TASK PROMPT » The reply must reproduce each line below exactly.

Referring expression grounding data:
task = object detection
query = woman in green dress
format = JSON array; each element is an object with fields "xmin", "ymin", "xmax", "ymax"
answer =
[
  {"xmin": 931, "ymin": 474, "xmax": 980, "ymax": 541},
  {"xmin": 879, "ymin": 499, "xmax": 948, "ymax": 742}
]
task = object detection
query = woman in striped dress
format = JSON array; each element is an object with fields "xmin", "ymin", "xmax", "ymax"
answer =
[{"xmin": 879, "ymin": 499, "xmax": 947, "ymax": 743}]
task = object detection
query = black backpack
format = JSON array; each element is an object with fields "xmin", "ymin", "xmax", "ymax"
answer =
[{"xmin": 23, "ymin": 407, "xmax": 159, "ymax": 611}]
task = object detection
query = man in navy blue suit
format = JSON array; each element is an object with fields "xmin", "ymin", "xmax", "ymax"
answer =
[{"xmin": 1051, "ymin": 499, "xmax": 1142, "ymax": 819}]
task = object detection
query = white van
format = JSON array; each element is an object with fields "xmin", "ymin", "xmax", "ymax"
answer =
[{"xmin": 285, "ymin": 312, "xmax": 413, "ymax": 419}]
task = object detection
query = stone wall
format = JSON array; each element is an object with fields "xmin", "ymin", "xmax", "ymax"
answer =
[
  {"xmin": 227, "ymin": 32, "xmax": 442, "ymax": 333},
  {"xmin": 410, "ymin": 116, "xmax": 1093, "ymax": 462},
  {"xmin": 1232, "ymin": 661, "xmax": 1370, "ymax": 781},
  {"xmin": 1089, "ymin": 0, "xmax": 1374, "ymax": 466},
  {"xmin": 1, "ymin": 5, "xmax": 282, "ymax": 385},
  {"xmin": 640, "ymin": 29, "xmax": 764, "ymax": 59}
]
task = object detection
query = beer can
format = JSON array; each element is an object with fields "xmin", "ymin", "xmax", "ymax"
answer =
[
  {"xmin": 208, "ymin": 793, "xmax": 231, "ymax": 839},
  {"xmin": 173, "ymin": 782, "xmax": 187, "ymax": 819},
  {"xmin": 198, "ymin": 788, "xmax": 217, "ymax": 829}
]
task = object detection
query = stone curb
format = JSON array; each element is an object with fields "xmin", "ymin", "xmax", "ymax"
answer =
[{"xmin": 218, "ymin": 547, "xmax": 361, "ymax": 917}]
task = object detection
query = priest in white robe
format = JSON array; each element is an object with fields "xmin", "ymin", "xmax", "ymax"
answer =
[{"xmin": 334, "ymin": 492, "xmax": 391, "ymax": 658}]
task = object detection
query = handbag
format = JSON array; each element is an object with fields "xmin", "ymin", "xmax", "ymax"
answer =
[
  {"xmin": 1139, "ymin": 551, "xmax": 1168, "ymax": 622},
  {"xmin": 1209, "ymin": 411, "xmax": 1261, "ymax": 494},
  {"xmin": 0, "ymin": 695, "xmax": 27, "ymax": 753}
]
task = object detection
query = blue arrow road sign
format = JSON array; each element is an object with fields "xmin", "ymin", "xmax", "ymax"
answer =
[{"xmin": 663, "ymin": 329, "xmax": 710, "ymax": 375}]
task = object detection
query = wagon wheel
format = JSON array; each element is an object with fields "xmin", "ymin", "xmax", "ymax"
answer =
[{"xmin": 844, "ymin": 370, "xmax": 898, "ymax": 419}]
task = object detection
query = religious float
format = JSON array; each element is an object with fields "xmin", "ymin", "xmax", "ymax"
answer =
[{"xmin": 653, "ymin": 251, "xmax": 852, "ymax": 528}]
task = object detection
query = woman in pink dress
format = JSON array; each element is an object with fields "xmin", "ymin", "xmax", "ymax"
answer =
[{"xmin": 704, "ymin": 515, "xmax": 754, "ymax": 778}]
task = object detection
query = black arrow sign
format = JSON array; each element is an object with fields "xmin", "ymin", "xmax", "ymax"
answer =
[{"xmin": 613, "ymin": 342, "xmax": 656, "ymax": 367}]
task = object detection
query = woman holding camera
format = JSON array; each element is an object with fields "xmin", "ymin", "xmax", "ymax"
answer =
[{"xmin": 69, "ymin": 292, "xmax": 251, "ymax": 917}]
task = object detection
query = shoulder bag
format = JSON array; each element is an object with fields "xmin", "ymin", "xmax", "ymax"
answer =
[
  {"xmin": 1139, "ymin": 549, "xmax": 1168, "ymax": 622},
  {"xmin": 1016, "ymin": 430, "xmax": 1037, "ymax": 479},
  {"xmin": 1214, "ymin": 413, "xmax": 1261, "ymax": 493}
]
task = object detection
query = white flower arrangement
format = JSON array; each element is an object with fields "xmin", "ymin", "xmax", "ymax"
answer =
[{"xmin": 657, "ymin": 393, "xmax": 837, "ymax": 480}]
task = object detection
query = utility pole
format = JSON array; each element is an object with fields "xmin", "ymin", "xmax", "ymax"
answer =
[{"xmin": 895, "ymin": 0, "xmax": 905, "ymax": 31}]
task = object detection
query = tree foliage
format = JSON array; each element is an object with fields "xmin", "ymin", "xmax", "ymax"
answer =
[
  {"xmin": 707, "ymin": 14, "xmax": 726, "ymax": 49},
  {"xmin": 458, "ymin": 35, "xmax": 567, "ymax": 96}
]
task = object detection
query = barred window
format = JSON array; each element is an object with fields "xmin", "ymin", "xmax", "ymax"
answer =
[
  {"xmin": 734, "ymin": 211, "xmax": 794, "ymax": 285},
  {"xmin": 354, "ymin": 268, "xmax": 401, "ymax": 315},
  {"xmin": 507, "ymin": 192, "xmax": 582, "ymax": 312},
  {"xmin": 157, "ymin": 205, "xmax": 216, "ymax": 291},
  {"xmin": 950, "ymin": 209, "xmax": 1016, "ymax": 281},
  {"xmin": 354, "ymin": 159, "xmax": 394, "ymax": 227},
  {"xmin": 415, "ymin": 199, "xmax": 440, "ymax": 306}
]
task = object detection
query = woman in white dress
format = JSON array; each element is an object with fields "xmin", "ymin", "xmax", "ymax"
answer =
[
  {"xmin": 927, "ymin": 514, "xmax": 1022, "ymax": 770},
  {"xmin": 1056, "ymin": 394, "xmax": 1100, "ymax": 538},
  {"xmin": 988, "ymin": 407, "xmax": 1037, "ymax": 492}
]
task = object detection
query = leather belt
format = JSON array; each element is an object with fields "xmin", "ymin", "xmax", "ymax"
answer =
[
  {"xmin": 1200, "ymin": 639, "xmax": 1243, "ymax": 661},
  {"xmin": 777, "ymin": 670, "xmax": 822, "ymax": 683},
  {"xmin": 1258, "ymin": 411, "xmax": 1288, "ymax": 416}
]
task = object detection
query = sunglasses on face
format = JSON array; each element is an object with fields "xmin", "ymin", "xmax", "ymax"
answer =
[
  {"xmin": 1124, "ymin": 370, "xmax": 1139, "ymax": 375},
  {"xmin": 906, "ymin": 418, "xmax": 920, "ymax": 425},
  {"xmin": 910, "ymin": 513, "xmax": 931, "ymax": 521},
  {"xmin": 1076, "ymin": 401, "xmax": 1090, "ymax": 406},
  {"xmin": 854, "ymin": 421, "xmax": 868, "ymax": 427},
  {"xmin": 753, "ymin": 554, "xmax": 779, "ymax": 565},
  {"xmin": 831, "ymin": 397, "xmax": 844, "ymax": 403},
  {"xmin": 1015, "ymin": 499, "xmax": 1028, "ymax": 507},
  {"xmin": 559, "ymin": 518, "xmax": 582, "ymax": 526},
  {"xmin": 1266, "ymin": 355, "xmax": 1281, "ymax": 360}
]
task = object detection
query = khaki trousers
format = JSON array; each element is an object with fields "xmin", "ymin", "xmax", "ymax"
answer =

WRITTEN SOLUTION »
task = object detection
query = woman in green dress
format = JSON array; each element is an object with fields "xmin", "ymin", "xmax", "ymax"
answer =
[
  {"xmin": 931, "ymin": 474, "xmax": 980, "ymax": 541},
  {"xmin": 879, "ymin": 499, "xmax": 948, "ymax": 742}
]
task = object detection
query = woman in striped dress
format = JSON array; each element is an object with fields "xmin", "ymin", "xmax", "ymax"
answer =
[{"xmin": 879, "ymin": 499, "xmax": 947, "ymax": 743}]
task = object detection
query = black backpack
format = JSON array; each element is an object with fields "xmin", "ymin", "xmax", "ymax"
answer =
[{"xmin": 23, "ymin": 407, "xmax": 159, "ymax": 611}]
task = object detection
query = man in navy blue suit
format = JSON array; each element is an object with fields "xmin", "ymin", "xmax", "ymax"
answer =
[{"xmin": 1051, "ymin": 499, "xmax": 1142, "ymax": 819}]
task = object detection
query = white van
format = JSON array; each element is an object with fields "xmin", "ymin", "xmax", "ymax"
answer =
[{"xmin": 285, "ymin": 312, "xmax": 413, "ymax": 419}]
task = object detection
query = stone wall
format = JSON array; each element is an object with fields "xmin", "ymin", "xmax", "ymax"
answer =
[
  {"xmin": 227, "ymin": 32, "xmax": 442, "ymax": 333},
  {"xmin": 410, "ymin": 116, "xmax": 1093, "ymax": 462},
  {"xmin": 1232, "ymin": 661, "xmax": 1370, "ymax": 781},
  {"xmin": 1089, "ymin": 0, "xmax": 1374, "ymax": 466},
  {"xmin": 1, "ymin": 5, "xmax": 282, "ymax": 385},
  {"xmin": 640, "ymin": 29, "xmax": 764, "ymax": 59}
]
task = object detection
query = beer can
format = JSON array; each element is an object with fields "xmin", "ymin", "xmax", "ymax"
answer =
[
  {"xmin": 208, "ymin": 793, "xmax": 231, "ymax": 839},
  {"xmin": 173, "ymin": 782, "xmax": 187, "ymax": 819},
  {"xmin": 198, "ymin": 788, "xmax": 217, "ymax": 829}
]
task = object detection
query = stone curb
format = JSON array; each element is an object with fields "xmin", "ymin", "xmax", "ymax"
answer =
[{"xmin": 218, "ymin": 547, "xmax": 361, "ymax": 917}]
task = object detection
query = priest in white robe
format = JSON array; each element is an object with fields "xmin", "ymin", "xmax", "ymax"
answer =
[{"xmin": 334, "ymin": 492, "xmax": 391, "ymax": 658}]
task = object detection
query = handbag
format = JSON array; each element is an object with fields "xmin", "ymin", "xmax", "ymax"
answer =
[
  {"xmin": 1139, "ymin": 551, "xmax": 1168, "ymax": 622},
  {"xmin": 1209, "ymin": 411, "xmax": 1261, "ymax": 494},
  {"xmin": 0, "ymin": 695, "xmax": 27, "ymax": 753}
]
task = object detection
query = blue arrow road sign
format = JSON array; each element is an object with fields "xmin", "ymin", "xmax", "ymax"
answer =
[{"xmin": 663, "ymin": 329, "xmax": 710, "ymax": 375}]
task = object detection
query = wagon wheel
format = JSON array; each element is an object with fields "xmin", "ymin", "xmax", "ymax"
answer =
[{"xmin": 844, "ymin": 370, "xmax": 898, "ymax": 419}]
task = object detection
query = religious float
format = JSON array; each element is an object with fields "xmin", "ymin", "xmax", "ymax"
answer =
[{"xmin": 653, "ymin": 251, "xmax": 852, "ymax": 528}]
task = object detection
query = woman in pink dress
format = JSON array; each element is an object with fields "xmin", "ymin", "xmax", "ymax"
answer =
[{"xmin": 704, "ymin": 515, "xmax": 754, "ymax": 778}]
task = object detection
query = black arrow sign
format = JSON array; each element is an object with fields "xmin", "ymin", "xmax", "ymax"
answer =
[{"xmin": 613, "ymin": 342, "xmax": 656, "ymax": 367}]
task = object detection
query = woman holding camera
format = JSON array; each element is an object with fields "xmin", "ymin", "xmax", "ymax"
answer =
[{"xmin": 69, "ymin": 292, "xmax": 251, "ymax": 917}]
task = object detection
query = shoulder bag
format = JSON array; each element is an object with fields "xmin", "ymin", "xmax", "ymax"
answer =
[
  {"xmin": 1139, "ymin": 549, "xmax": 1168, "ymax": 622},
  {"xmin": 1016, "ymin": 430, "xmax": 1037, "ymax": 479},
  {"xmin": 1214, "ymin": 413, "xmax": 1261, "ymax": 493}
]
task = object detection
query = white flower arrangement
format = JSON array; each element is an object with fields "xmin", "ymin", "xmax", "ymax"
answer =
[{"xmin": 657, "ymin": 393, "xmax": 837, "ymax": 480}]
task = object detection
query = utility pole
format = JSON array; each element is an object with fields "xmin", "ymin", "xmax", "ymax"
answer =
[{"xmin": 895, "ymin": 0, "xmax": 905, "ymax": 31}]
task = object detection
query = tree foliage
format = JSON array; each element is an object with fields "xmin", "ymin", "xmax", "ymax"
answer =
[
  {"xmin": 707, "ymin": 14, "xmax": 726, "ymax": 49},
  {"xmin": 458, "ymin": 35, "xmax": 567, "ymax": 96}
]
task = object detection
query = barred window
format = JSON array; each element is an object with fields "xmin", "ymin", "xmax", "ymax"
answer =
[
  {"xmin": 734, "ymin": 211, "xmax": 794, "ymax": 285},
  {"xmin": 354, "ymin": 268, "xmax": 401, "ymax": 315},
  {"xmin": 507, "ymin": 192, "xmax": 582, "ymax": 312},
  {"xmin": 157, "ymin": 205, "xmax": 216, "ymax": 291},
  {"xmin": 950, "ymin": 209, "xmax": 1016, "ymax": 281},
  {"xmin": 354, "ymin": 159, "xmax": 394, "ymax": 227},
  {"xmin": 415, "ymin": 199, "xmax": 440, "ymax": 306}
]
task = object detection
query = woman in white dress
format = JSON array; each element is an object with fields "xmin", "ymin", "xmax", "ymax"
answer =
[
  {"xmin": 927, "ymin": 514, "xmax": 1022, "ymax": 770},
  {"xmin": 1056, "ymin": 394, "xmax": 1100, "ymax": 538},
  {"xmin": 988, "ymin": 407, "xmax": 1037, "ymax": 492}
]
task = object detection
query = leather belt
format = JSON array; each element is an object with fields "xmin", "ymin", "xmax", "ymax"
answer =
[
  {"xmin": 1200, "ymin": 639, "xmax": 1243, "ymax": 661},
  {"xmin": 777, "ymin": 670, "xmax": 822, "ymax": 683},
  {"xmin": 1258, "ymin": 411, "xmax": 1288, "ymax": 416}
]
task = object detection
query = sunglasses on face
format = JSON array; each element is an object with fields "xmin", "ymin", "xmax", "ymax"
answer =
[
  {"xmin": 1124, "ymin": 370, "xmax": 1139, "ymax": 375},
  {"xmin": 906, "ymin": 418, "xmax": 920, "ymax": 425},
  {"xmin": 910, "ymin": 513, "xmax": 931, "ymax": 521},
  {"xmin": 1076, "ymin": 401, "xmax": 1090, "ymax": 406},
  {"xmin": 854, "ymin": 421, "xmax": 868, "ymax": 427},
  {"xmin": 753, "ymin": 554, "xmax": 779, "ymax": 565},
  {"xmin": 831, "ymin": 397, "xmax": 844, "ymax": 403},
  {"xmin": 1015, "ymin": 499, "xmax": 1028, "ymax": 507},
  {"xmin": 559, "ymin": 518, "xmax": 582, "ymax": 526},
  {"xmin": 1266, "ymin": 355, "xmax": 1281, "ymax": 360}
]
task = object detection
query = khaki trousers
format = JSON array; each element is an object with fields "xmin", "ymin", "xmax", "ymax"
answer =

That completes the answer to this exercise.